Problem requirements.
Can you write out all of the records below again, substituting "as this sample shows" for every "shown by this sample" and leaving everything else unchanged?

Input records.
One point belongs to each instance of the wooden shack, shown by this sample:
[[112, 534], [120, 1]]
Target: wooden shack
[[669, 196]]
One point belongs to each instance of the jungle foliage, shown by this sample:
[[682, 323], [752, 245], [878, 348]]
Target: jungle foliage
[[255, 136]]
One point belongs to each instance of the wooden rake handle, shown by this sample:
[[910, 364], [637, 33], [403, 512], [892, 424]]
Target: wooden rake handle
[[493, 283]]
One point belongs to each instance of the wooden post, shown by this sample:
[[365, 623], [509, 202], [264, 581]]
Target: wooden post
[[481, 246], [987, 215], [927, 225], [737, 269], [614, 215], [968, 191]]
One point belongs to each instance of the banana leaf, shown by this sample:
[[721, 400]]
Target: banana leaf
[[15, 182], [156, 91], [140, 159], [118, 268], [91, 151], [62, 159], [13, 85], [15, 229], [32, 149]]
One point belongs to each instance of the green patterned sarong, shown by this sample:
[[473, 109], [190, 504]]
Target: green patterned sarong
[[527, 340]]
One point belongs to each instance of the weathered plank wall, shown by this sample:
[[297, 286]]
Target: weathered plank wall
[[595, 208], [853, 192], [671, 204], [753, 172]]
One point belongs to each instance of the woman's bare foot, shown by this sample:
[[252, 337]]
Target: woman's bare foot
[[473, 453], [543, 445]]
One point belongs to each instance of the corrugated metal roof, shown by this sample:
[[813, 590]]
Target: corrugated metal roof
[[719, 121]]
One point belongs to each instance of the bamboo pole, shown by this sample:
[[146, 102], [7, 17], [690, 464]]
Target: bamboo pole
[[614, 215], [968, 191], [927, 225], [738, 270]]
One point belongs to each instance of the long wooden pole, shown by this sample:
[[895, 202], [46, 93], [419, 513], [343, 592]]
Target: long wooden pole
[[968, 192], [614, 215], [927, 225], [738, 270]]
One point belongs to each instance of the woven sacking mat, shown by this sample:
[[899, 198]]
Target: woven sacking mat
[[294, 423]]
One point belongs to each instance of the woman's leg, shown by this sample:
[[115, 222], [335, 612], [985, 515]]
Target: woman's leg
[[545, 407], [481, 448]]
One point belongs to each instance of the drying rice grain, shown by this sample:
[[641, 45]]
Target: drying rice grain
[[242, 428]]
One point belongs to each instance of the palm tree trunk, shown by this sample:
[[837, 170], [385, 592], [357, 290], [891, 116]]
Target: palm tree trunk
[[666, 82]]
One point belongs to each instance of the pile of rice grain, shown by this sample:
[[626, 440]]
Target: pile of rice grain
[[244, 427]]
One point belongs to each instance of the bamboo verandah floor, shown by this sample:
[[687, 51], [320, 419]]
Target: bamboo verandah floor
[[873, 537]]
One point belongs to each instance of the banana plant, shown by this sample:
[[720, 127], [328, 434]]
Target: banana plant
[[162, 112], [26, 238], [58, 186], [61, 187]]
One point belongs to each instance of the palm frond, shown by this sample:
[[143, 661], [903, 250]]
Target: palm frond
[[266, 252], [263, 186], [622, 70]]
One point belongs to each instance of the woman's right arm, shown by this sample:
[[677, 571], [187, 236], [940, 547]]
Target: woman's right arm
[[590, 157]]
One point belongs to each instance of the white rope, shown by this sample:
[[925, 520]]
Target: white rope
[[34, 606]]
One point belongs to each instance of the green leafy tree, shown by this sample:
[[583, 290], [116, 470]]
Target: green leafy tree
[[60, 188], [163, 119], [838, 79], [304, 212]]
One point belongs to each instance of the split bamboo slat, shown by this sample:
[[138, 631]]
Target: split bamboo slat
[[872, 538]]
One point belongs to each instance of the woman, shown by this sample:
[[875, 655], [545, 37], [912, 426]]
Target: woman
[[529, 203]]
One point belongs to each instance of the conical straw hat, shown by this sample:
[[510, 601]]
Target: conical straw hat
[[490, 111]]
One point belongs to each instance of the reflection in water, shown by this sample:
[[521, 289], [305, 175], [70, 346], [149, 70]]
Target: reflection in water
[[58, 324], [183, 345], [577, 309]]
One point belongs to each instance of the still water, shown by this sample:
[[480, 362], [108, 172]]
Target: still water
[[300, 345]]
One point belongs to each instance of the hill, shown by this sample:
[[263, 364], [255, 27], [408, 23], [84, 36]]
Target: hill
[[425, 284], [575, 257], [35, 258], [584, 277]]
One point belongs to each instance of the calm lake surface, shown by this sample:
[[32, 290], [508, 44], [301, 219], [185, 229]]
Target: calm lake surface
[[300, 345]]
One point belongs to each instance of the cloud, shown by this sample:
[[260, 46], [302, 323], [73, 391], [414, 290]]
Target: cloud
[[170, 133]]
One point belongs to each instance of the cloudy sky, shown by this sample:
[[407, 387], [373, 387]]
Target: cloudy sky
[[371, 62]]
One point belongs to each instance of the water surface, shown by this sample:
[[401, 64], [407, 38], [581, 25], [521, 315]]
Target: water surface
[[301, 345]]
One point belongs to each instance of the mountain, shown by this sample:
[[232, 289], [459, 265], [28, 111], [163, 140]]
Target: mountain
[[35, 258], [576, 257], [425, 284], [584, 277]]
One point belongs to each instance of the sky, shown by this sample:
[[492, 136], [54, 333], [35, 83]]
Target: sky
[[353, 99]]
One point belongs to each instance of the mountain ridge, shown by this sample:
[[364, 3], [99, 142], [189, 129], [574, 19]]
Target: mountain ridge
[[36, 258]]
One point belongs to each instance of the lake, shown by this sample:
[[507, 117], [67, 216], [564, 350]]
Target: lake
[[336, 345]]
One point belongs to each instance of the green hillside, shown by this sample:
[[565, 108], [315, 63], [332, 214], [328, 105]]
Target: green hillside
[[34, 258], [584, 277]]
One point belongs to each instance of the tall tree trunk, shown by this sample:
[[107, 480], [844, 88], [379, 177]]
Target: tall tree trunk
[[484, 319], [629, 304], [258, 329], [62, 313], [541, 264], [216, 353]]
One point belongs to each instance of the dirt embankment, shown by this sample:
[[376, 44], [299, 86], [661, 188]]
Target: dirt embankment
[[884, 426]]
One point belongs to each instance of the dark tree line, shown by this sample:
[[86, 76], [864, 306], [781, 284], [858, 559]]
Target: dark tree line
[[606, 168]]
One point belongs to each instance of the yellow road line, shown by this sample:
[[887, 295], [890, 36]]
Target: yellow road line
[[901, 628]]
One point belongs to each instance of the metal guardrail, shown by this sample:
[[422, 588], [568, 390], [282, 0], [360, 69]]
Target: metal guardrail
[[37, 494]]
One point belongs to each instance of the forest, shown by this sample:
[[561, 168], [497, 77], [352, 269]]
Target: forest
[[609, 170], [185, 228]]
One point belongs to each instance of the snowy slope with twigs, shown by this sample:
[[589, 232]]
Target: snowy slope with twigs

Solved exercise.
One point belongs to each instance of the wooden shack, as this sample shows:
[[112, 534], [120, 1]]
Target: wooden shack
[[669, 196]]
One point belongs to each instance of the jungle foliage, as this sample shows:
[[682, 323], [752, 245], [878, 348]]
Target: jungle foliage
[[255, 136]]
One point belongs to each instance of the wooden rake handle, as this sample shows:
[[910, 364], [637, 33], [403, 512], [892, 424]]
Target: wooden rake handle
[[493, 283]]
One point belongs to each instance of the wooden post, as this sample shows:
[[365, 623], [509, 202], [264, 581]]
Target: wooden post
[[481, 246], [987, 215], [927, 225], [737, 269], [614, 215], [968, 191]]
One point belongs to each instance of the banana leaf, as this sample shows:
[[721, 400]]
Target: banana leaf
[[15, 182], [156, 91], [140, 159], [118, 268], [91, 151], [62, 159], [13, 85], [15, 229], [32, 149]]
One point belongs to each instance of the green patterned sarong, as this sample shows:
[[473, 109], [190, 504]]
Target: green patterned sarong
[[527, 340]]
One point belongs to each instance of the weathered plank wall, as this sample shows:
[[297, 286]]
Target: weathered plank wall
[[595, 208], [853, 192], [671, 204], [753, 172]]
One point belongs to each instance of the woman's bare foot, as this sample shows:
[[252, 337]]
Target: woman's bare foot
[[473, 453], [543, 445]]
One point belongs to each instance of the corrugated metal roof, as this sample shows:
[[813, 590]]
Target: corrugated metal roof
[[719, 121]]
One point belongs to each instance of the bamboo pole, as this sample shows:
[[146, 102], [7, 17], [690, 464]]
Target: bamboo pole
[[614, 215], [968, 191], [927, 225], [738, 270]]
One point belongs to each instance of the long wooden pole, as this sample shows:
[[895, 202], [46, 93], [419, 513], [343, 592]]
Target: long wooden pole
[[968, 192], [614, 215], [927, 225], [738, 270]]
One point belongs to each instance of the woven sacking mat, as this sample shows:
[[899, 198]]
Target: woven sacking mat
[[294, 423]]
One point belongs to each instance of the woman's leg, as this sample shows:
[[115, 222], [335, 612], [985, 515]]
Target: woman's leg
[[545, 407], [481, 448]]
One point belongs to each instance of the drying rice grain, as this sample shows:
[[641, 45]]
Target: drying rice grain
[[242, 428]]
One point belongs to each instance of the palm tree trunk, as this sample shows:
[[837, 170], [385, 592], [357, 290], [891, 116]]
Target: palm tree trunk
[[666, 82]]
One point belongs to each instance of the pile of rice grain, as this sample shows:
[[626, 440]]
Target: pile of rice grain
[[244, 427]]
One point belongs to each instance of the bamboo verandah floor, as this sample shows:
[[687, 51], [320, 419]]
Target: bamboo verandah floor
[[873, 537]]
One point belongs to each instance of the banana plant, as this sample shows:
[[720, 127], [328, 434]]
Target: banana plant
[[162, 112], [26, 238], [58, 186], [61, 187]]
One point belongs to each instance of the palm frond, as this sample shows:
[[143, 661], [903, 250]]
Target: palm frond
[[266, 252], [263, 186], [622, 70]]
One point belongs to each instance of the woman's right arm, as this sample shows:
[[677, 571], [187, 236], [940, 547]]
Target: woman's right arm
[[590, 157]]
One point belongs to each instance of the white rope, as this sample shows:
[[925, 520]]
Target: white rope
[[34, 606]]
One point belongs to each instance of the green leafy tree, as this sample shows:
[[583, 290], [116, 470]]
Target: green leafy tree
[[60, 188], [163, 119], [838, 79], [304, 212]]
One point belongs to each instance of the split bamboo slat, as this sample shows:
[[138, 631]]
Target: split bamboo slat
[[872, 538]]
One point belongs to each instance of the woman, as this sample shows:
[[875, 655], [545, 37], [912, 426]]
Target: woman
[[529, 203]]
One point belongs to each instance of the conical straw hat, as this sample shows:
[[510, 601]]
Target: conical straw hat
[[490, 111]]
One point belongs to each instance of the reflection in water, as this sample shows:
[[521, 289], [305, 175], [70, 346], [149, 70]]
Target: reflection in water
[[58, 324], [183, 345], [577, 309]]
One point belongs to each instance of the still water, as this sample shows:
[[480, 362], [108, 172]]
Target: still water
[[300, 345]]
One point belongs to each instance of the hill, as this sample shows:
[[263, 364], [255, 27], [408, 23], [84, 36]]
Target: hill
[[425, 284], [575, 257], [35, 258], [584, 277]]
One point belongs to each instance of the calm lake surface, as this sample shows:
[[32, 290], [508, 44], [301, 219], [185, 229]]
Target: calm lake surface
[[300, 345]]
One point belongs to each instance of the cloud, as this sample shows:
[[260, 46], [302, 323], [73, 391], [414, 290]]
Target: cloud
[[170, 133]]
One point belongs to each instance of the cloudy sky, as this sample shows:
[[407, 387], [373, 387]]
Target: cloudy sky
[[371, 62]]
One point belongs to each instance of the water surface, as this sample shows:
[[401, 64], [407, 38], [581, 25], [521, 315]]
Target: water surface
[[301, 345]]
One point belongs to each instance of the mountain, as this sample shows:
[[232, 289], [459, 265], [28, 111], [163, 140]]
Target: mountain
[[35, 258], [576, 257], [425, 284], [584, 277]]
One point belongs to each instance of the sky, as this sample shows:
[[492, 136], [54, 333], [35, 83]]
Target: sky
[[353, 99]]
One point belongs to each instance of the mountain ridge, as this sample shows:
[[364, 3], [99, 142], [189, 129], [574, 19]]
Target: mountain ridge
[[36, 258]]
One point belongs to each instance of the lake, as this sample shows:
[[507, 117], [67, 216], [564, 350]]
Target: lake
[[336, 345]]
One point belongs to each instance of the green hillside, as this sample shows:
[[565, 108], [315, 63], [332, 214], [328, 105]]
Target: green hillside
[[34, 258], [584, 277]]
One point belongs to each instance of the tall tree trunk, as this sample shows:
[[107, 480], [844, 88], [379, 177]]
Target: tall tree trunk
[[484, 319], [629, 304], [258, 329], [62, 313], [541, 264], [216, 353]]
One point belongs to each instance of the dirt embankment, as this sample shows:
[[376, 44], [299, 86], [661, 188]]
Target: dirt embankment
[[884, 426]]
One point belongs to each instance of the dark tree line, as this sample shows:
[[86, 76], [864, 306], [781, 284], [858, 559]]
Target: dark tree line
[[606, 168]]
One point belongs to each instance of the yellow road line, as this sample shows:
[[887, 295], [890, 36]]
Target: yellow road line
[[901, 628]]
One point belongs to each instance of the metal guardrail, as this sample shows:
[[422, 588], [568, 390], [282, 0], [360, 69]]
Target: metal guardrail
[[37, 494]]
One point belongs to each instance of the forest, as this sample shows:
[[561, 168], [497, 77], [352, 269]]
Target: forest
[[609, 170], [185, 228]]
One point belongs to each instance of the snowy slope with twigs, as this sample shows:
[[589, 232]]
Target: snowy slope with twigs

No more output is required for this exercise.